#### INSTRUCTION A
In the forum thread on byte pair encoding, rewrite the passage from "Basically, the preprocessing" to "of resources online.", swapping "BPE" for "byte pair encoding".
#### INSTRUCTION B
According to the forum thread on byte pair encoding, when should tokenization be applied to the data?
#### INSTRUCTION C
Carry on the forum thread on byte pair encoding past its final sentence.

#### TEXT SEGMENT
============
Using Sentencepiece/Byte Pair Encoding on Model

Hi everyone,
I’m not sure if I’m missing something obvious here, but I’m a little confused as to how to apply byte pair encoding to my model. I’m seeing a lot of people saying to use sentencepiece and I see that in opennmt-py in the tools folder it has some scripts related to bpe as well. However, I’m very unclear exactly how to go about actually using it on my dataset which has a src.txt and tgt.txt. Am I supposed to somehow run it on the whole file and the output format will be ok for opennmt or should I be doing some processing before/after it goes into a bpe “transformer”?
I see that there is a little documentation (but not enough for me to be clear on this) for the lua version (, but on the pytorch version, which I’m using, I could not find anything. Any help or guidance on this workflow would be much appreciated!

Hi @BaruchG
Tokenization should be applied before preprocessing your data.
Basically, the preprocessing step will format the examples in a more usable way for the training procedure, AND build the vocabulary(ies) from the dataset. So, your data need to already be tokenized at this point.
As for inference, you’ll want to tokenize your source with your subword model (BPE / sentencepiece), infer, and detokenize the inferred target.
As for how to use sentencepiece, please refer to their readme, and same for BPE.
Subword tokenization has been pretty common for a while, you should find lots of resources online.
============
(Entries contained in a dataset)

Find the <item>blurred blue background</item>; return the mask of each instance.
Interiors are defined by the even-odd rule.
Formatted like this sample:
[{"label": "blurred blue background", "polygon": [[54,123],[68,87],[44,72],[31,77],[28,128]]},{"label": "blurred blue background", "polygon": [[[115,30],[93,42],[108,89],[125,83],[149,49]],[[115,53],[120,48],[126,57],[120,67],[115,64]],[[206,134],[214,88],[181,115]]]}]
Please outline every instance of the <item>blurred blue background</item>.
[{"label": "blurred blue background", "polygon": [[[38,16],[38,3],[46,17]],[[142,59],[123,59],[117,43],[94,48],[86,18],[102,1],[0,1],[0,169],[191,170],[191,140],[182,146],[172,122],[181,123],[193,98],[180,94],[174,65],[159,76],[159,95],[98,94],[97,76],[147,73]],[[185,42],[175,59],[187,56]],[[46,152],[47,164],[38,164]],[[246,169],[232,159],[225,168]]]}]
============
#### EXPECTED ANSWER A
Basically, the preprocessing step will format the examples in a more usable way for the training procedure, AND build the vocabulary(ies) from the dataset. So, your data need to already be tokenized at this point.
As for inference, you’ll want to tokenize your source with your subword model (byte pair encoding / sentencepiece), infer, and detokenize the inferred target.
As for how to use sentencepiece, please refer to their readme, and same for byte pair encoding.
Subword tokenization has been pretty common for a while, you should find lots of resources online.

#### EXPECTED ANSWER B
Before preprocessing the data.

#### EXPECTED ANSWER C
Hi @francoishernandez,
Thanks for the reply. So to be clear, the workflow for training would be (for both source and target datasets) tokenize->bpe->preprocess->train and for inference it would be tokenize->bpe->infer->un-bpe->untokenize. Is that right?

It depends what you mean by ‘tokenize’. BPE/sentencepiece are forms of tokenization in themselves. IIRC BPE requires a pretokenization step but sentencepiece does not necessarily (though it’s recommended for some tasks).
But yes, basically:

  1. Original data: “John is going to the beach.”
  2. Pre-tokenized data: “John is going to the beach ■.”
  3. Learn some subword model, use it: “Jo ■hn is go ■ing to the be ■ach ■.”
  4. Train your NMT model on tokenized data (3)

As for inference, in step 3 you need to use the same model than the one you used on your training data.
And in the end, you need indeed to detokenize to have your text in the proper format.

I’d recommend using OpenNMT’s Tokenizer that encapsulates most of the features you need.

Oh, interesting, I didn’t realize that the tokenize module existed by openNMT. I’ll try going that route, thanks.

I’ve been trying to generate a file with bpe’s in it using pyonnmtok, but whenever I try to run it on a file it freezes (as far as I can tell, it ran for about an hour with no output). The file that I’m testing it on is relatively small at ~17 mb but I plan on running it on files that are around a gb or more… Is there some kind of size limit on what size file it can handle? If it can’t do a 17 mb file, I’m going to have to find a different way to do this. I’ve attached the sample code that I’ve been using below. ar-en.en is about 17 mb.

import pyonmttok

tokenizer = pyonmttok.Tokenizer("aggressive", joiner_annotate=True, segment_numbers=True)
learner = pyonmttok.BPELearner(tokenizer=tokenizer, symbols=32000)


tokenizer = learner.learn("bpe.model")

tokens, _ = tokenizer.tokenize("Hello! My name is Baruch")

and it just hangs. I’ve got plenty of memory so that shouldn’t be it.

Can you pass verbose=True to the learn method and see what is going on?

It never hits the learn method, it gets stuck at the ingest_file line so nothing comes up. Is there somewhere else that I can set it and see what’s happening in the ingest_file method?

ingest_file will actually apply the pre-tokenization, so it may take some time. Is the CPU working during this operation?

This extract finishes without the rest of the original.